TRY IT - The data follows this line. Copy verbatim the line with "Show every sunlit" and each line after it to the end.

=-=-=-=-=

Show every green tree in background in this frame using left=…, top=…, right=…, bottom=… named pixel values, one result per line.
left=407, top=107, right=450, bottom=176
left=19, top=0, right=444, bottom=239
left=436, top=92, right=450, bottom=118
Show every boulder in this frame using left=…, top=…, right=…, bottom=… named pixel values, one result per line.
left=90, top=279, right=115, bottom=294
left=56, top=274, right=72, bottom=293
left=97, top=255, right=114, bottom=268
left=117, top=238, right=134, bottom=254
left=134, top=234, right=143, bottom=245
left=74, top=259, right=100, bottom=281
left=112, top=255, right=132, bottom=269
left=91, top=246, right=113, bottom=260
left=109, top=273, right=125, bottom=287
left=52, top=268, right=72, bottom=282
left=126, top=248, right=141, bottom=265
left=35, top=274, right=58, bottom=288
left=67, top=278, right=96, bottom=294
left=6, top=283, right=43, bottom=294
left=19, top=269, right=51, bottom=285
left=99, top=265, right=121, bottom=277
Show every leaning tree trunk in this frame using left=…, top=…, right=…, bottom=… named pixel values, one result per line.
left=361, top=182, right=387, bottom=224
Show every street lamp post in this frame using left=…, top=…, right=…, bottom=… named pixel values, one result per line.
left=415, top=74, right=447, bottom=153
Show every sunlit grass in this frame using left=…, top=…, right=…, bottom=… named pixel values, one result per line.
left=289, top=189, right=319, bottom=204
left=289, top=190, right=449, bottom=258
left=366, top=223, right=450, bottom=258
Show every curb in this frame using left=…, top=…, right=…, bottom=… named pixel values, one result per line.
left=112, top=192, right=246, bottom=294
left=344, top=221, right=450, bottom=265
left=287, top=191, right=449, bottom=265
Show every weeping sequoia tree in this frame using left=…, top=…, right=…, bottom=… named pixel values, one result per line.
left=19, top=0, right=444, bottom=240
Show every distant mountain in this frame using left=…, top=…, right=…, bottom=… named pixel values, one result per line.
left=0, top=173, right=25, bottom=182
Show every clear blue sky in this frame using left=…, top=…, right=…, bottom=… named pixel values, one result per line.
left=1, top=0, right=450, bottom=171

=-=-=-=-=

ANSWER TO THIS TASK -
Show every sunlit grass in this frame using left=…, top=…, right=…, bottom=… named pixel values, one result per line.
left=289, top=189, right=319, bottom=204
left=289, top=190, right=449, bottom=258
left=366, top=223, right=450, bottom=258
Show every curb in this frame using left=…, top=…, right=…, bottom=… named pixel values, one result per line.
left=112, top=192, right=246, bottom=294
left=344, top=221, right=450, bottom=265
left=287, top=191, right=449, bottom=265
Show every weeping sequoia tree in this frame using left=…, top=…, right=…, bottom=… named pixel values, one result per line.
left=19, top=0, right=444, bottom=240
Show every distant mountain in this frame using left=…, top=…, right=…, bottom=… named pixel values, one result per line.
left=0, top=173, right=25, bottom=182
Show every clear blue sky in this frame using left=…, top=…, right=…, bottom=… named pixel values, one result per line.
left=1, top=0, right=450, bottom=171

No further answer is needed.